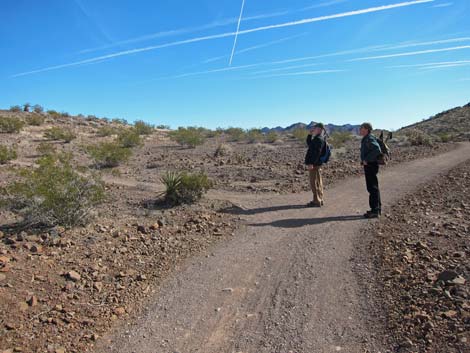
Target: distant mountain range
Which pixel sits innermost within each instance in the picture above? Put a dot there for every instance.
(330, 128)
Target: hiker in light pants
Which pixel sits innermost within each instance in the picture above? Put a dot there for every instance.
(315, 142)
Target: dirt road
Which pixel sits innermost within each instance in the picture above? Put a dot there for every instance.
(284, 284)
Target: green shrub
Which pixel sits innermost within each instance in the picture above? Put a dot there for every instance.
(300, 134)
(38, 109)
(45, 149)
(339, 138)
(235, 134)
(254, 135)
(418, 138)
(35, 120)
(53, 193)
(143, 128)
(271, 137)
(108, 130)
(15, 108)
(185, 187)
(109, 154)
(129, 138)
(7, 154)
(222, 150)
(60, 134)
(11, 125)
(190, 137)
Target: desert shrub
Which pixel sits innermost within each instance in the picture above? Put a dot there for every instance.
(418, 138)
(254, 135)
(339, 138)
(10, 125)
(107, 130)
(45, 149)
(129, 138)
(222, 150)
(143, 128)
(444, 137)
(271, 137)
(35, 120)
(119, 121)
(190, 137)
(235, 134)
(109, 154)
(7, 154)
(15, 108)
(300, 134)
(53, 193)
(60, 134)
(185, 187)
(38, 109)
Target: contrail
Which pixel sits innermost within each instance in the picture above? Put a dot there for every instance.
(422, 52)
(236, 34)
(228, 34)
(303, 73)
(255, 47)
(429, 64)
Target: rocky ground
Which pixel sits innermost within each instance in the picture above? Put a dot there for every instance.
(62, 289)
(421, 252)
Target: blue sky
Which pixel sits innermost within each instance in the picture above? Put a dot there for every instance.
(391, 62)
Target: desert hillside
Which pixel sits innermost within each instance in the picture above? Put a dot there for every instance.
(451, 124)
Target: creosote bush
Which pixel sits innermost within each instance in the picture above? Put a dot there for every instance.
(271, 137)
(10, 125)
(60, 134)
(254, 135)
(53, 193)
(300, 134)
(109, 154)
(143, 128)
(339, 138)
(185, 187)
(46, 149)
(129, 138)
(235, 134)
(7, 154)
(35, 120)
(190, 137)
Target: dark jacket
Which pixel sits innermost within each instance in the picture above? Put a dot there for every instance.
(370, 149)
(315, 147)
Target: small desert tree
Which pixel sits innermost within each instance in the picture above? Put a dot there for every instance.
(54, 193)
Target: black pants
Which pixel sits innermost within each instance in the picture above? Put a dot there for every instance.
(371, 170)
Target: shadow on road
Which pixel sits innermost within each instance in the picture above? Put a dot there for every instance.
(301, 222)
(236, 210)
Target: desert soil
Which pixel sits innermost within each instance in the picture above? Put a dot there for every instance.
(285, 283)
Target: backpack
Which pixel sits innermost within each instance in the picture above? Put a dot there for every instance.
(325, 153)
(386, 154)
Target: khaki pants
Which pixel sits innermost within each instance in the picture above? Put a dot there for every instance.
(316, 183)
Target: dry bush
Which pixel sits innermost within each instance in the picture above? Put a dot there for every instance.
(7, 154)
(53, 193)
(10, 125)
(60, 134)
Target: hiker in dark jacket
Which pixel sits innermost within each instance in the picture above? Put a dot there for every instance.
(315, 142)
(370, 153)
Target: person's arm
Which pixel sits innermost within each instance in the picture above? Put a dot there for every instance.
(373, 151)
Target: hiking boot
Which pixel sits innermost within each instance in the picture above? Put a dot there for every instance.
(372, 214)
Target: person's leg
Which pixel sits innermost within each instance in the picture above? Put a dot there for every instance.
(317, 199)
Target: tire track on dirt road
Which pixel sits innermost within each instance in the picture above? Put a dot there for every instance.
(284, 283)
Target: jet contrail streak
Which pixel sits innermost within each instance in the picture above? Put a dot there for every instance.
━━━━━━━━━━━━━━━━━━━━━━━━━━━━━━
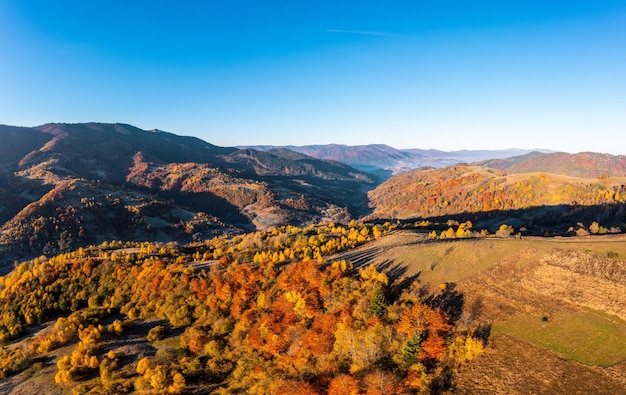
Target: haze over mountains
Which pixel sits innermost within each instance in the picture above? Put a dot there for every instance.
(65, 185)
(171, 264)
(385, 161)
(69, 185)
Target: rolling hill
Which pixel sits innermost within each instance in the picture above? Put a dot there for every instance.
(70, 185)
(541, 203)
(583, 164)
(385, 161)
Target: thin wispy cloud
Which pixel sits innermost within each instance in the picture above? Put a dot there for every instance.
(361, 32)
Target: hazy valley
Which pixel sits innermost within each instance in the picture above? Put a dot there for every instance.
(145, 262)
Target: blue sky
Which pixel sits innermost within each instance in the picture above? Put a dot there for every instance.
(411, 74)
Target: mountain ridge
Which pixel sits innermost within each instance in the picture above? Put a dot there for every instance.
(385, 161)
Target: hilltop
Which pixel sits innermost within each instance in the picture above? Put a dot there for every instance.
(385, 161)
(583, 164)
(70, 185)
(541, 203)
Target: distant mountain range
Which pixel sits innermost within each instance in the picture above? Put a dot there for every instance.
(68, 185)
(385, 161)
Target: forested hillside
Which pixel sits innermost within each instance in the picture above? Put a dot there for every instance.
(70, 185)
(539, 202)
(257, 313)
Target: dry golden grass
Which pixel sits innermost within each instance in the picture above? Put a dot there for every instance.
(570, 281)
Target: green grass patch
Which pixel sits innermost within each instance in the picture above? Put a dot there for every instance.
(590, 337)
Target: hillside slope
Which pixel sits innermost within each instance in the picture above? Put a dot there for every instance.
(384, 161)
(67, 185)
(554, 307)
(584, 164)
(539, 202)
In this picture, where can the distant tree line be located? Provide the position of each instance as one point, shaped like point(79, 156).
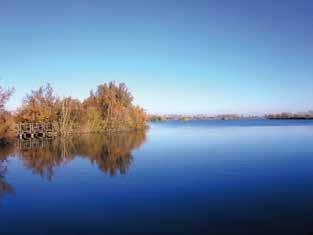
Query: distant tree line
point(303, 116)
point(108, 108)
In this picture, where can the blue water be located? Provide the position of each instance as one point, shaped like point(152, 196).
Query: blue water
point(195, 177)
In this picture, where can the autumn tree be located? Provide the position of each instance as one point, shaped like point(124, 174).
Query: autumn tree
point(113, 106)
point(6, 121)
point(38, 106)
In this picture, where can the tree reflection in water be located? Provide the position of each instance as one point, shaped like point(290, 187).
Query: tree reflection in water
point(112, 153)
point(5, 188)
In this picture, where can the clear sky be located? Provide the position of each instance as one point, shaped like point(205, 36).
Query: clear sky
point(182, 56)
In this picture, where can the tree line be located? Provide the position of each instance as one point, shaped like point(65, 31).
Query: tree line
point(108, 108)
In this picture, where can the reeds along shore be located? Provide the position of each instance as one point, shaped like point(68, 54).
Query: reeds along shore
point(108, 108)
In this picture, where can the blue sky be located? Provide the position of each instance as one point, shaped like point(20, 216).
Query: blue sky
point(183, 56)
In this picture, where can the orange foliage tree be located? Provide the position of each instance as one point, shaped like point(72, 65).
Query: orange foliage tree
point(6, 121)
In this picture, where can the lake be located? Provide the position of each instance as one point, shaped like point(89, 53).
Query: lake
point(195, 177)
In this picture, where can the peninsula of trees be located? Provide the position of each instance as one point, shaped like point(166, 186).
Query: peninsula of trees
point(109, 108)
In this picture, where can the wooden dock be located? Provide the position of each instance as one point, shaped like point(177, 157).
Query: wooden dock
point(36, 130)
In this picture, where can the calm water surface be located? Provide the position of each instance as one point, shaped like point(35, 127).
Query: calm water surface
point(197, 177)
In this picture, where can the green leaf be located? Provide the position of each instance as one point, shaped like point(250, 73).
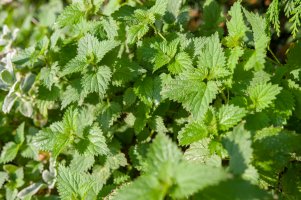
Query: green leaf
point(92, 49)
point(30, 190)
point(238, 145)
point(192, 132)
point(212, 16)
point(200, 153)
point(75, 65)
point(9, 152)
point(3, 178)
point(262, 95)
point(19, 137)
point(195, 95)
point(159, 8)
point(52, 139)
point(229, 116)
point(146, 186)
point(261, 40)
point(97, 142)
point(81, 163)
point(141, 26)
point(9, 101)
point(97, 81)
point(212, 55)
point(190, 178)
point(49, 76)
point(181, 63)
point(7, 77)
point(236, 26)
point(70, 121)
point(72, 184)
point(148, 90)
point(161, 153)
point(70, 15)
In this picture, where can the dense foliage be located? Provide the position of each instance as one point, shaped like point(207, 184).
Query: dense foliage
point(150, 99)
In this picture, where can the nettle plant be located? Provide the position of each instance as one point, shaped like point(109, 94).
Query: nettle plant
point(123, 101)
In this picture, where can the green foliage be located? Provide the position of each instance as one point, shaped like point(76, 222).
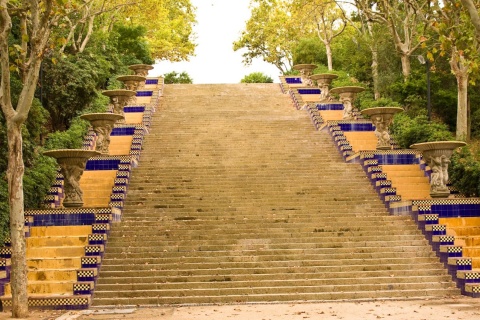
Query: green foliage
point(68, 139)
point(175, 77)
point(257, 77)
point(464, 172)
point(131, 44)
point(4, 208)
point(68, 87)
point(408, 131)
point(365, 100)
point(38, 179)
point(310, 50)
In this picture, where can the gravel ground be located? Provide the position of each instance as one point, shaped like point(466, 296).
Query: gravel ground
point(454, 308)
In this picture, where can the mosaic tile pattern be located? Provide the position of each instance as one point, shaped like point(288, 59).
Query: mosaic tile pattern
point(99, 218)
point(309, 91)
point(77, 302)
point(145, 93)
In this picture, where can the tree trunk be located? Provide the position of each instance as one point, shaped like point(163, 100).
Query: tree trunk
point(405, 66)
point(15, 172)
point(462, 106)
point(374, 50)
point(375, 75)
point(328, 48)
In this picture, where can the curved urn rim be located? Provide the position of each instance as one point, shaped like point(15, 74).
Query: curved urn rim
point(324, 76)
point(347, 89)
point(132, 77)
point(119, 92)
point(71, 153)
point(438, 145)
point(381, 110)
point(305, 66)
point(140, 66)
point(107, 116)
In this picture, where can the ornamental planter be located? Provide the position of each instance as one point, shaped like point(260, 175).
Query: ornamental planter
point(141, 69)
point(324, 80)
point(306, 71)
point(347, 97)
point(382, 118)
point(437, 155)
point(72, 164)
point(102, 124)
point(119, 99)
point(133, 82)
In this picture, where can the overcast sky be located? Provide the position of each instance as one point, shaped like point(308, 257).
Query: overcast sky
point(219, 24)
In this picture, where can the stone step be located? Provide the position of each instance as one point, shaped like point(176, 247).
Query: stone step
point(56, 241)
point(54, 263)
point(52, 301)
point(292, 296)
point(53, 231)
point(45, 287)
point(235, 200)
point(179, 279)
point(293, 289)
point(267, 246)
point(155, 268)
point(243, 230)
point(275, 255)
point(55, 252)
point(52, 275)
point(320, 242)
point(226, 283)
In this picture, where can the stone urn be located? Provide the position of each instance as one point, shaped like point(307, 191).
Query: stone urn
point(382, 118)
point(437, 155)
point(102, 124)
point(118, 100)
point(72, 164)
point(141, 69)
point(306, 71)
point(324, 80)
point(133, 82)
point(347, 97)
━━━━━━━━━━━━━━━━━━━━━━━━━━━━━━
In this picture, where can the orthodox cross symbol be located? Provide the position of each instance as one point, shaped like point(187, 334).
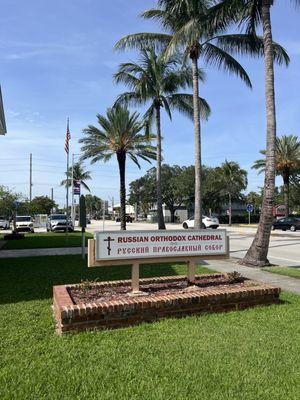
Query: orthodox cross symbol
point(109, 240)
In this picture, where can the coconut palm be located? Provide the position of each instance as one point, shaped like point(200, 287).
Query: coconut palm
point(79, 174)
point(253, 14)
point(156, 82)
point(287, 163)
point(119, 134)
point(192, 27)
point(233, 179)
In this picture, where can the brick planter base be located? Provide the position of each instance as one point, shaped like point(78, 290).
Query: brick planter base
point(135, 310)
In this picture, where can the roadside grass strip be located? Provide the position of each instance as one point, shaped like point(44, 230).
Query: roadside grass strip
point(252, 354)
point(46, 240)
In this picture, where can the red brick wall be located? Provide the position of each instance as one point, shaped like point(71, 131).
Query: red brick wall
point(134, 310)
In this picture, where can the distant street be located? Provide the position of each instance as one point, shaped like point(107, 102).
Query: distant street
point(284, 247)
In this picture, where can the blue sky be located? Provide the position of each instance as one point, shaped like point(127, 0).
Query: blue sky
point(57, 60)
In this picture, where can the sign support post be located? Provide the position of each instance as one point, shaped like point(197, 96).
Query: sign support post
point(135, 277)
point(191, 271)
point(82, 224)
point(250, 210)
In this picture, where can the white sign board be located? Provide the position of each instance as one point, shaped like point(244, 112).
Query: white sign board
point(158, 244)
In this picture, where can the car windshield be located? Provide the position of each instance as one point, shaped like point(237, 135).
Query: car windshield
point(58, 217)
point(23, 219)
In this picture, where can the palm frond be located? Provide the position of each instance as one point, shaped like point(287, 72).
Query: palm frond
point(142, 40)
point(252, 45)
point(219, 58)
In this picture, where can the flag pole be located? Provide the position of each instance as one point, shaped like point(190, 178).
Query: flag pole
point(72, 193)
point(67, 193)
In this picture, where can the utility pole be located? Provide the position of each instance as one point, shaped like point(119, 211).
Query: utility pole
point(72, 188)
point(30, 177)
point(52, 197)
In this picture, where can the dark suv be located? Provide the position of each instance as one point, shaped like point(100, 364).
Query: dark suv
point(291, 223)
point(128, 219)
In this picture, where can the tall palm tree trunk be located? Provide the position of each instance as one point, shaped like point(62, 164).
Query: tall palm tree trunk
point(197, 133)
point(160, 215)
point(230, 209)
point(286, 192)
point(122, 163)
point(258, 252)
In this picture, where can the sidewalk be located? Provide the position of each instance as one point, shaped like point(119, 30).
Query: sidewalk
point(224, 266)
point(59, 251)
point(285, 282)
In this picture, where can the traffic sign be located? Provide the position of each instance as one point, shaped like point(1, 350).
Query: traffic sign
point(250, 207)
━━━━━━━━━━━━━━━━━━━━━━━━━━━━━━
### Exercise objective
Write out each line of the entries above that contains the word "post".

### The reply
In this picture, where can the sign support post be located? Provide the position of each instance as one point, shaped like point(197, 96).
Query: sign support post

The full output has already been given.